Exactly reproduce the lines from the one holding "Target: woman's ear" through the final line of the listing below, with both ends included and nothing else.

(Point annotation dataset records)
--- Start ---
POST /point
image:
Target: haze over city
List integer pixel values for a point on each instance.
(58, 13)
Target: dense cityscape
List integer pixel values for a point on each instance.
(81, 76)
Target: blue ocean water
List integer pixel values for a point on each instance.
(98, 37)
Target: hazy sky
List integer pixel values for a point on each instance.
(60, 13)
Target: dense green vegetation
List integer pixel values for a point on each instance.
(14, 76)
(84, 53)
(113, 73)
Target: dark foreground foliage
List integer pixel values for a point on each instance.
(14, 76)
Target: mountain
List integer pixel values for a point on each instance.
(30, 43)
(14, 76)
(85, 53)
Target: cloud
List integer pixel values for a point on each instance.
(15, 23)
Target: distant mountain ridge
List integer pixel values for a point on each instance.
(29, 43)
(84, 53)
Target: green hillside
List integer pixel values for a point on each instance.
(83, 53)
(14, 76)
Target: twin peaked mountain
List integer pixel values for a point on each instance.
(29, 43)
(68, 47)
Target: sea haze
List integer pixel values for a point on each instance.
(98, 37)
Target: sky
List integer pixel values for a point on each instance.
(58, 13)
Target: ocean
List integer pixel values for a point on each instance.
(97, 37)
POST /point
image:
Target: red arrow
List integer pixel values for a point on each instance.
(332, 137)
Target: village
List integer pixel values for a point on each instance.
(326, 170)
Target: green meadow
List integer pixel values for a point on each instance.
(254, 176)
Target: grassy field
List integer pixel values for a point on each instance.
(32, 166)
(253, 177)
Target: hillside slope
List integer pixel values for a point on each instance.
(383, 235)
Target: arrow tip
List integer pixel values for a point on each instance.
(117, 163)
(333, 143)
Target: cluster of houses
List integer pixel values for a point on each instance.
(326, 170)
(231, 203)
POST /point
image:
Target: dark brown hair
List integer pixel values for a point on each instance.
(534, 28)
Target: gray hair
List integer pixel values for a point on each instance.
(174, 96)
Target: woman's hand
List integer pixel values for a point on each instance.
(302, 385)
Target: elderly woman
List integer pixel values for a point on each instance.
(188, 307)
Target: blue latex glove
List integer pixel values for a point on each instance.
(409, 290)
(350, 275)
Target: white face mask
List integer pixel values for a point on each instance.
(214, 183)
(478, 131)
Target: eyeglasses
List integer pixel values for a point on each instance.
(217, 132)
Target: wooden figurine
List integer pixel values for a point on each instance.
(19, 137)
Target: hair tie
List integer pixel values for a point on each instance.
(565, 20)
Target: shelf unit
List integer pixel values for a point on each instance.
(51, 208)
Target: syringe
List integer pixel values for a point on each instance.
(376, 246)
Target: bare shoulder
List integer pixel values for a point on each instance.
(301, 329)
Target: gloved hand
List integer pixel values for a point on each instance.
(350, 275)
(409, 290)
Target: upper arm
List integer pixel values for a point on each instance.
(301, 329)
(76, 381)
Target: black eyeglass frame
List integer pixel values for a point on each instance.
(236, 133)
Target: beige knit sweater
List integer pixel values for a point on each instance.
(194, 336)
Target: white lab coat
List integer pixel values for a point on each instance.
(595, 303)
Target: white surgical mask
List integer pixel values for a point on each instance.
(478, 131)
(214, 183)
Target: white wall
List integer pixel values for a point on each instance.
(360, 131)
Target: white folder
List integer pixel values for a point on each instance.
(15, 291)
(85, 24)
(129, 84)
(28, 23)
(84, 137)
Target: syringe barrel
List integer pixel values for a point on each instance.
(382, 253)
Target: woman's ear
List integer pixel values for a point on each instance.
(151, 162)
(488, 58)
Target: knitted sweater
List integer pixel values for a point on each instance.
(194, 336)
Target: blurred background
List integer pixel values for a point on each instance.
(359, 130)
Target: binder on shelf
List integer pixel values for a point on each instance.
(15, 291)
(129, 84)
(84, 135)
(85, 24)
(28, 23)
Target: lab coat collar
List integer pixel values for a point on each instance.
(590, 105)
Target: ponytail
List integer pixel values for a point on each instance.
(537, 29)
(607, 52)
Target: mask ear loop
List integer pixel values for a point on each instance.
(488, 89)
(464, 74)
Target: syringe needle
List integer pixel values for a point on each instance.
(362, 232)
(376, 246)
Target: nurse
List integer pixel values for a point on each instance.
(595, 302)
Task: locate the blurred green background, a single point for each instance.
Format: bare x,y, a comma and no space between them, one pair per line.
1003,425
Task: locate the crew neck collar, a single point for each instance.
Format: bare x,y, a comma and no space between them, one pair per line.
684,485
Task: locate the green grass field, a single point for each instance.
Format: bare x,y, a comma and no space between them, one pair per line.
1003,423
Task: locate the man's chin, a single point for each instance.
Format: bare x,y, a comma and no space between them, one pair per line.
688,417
--- End ---
» **THE SOLUTION**
Target: woman's ear
List integer pixel values for a point on each instance.
(151, 162)
(488, 58)
Target: knitted sweater
List integer pixel values for a point on each instance.
(194, 336)
Target: blurred background
List integer pixel values for a point on each instance.
(359, 130)
Target: binder on shelf
List integer pixel values for a point on each instance.
(15, 291)
(129, 84)
(84, 135)
(85, 24)
(28, 23)
Target: lab coat collar
List integer pixel values for a point on each instance.
(590, 105)
Target: ponytail
List integer pixel values for a point on each instance.
(537, 29)
(607, 52)
Target: mask ear loop
List integer pixel values for a point on each instance.
(488, 89)
(464, 74)
Target: syringe needle
List integer pixel values for a point on each instance.
(362, 232)
(376, 246)
Target: nurse
List integer pixel values for a point on each instance.
(595, 302)
Task: locate the blurred green background, a single point for each instance.
Format: bare x,y, a comma and no space between them, one pair per line.
1003,425
Task: locate the crew neck collar, a single point for each instance.
Format: bare x,y, a comma and no space between them, one pair per line.
684,485
Task: locate the green grass field, a single point for each instance.
Format: bare x,y, a comma and no space between them, one pair per line.
1003,423
Task: locate the man's chin, a single point for each instance.
Format: bare x,y, a comma and no space between them, one pair per line.
688,417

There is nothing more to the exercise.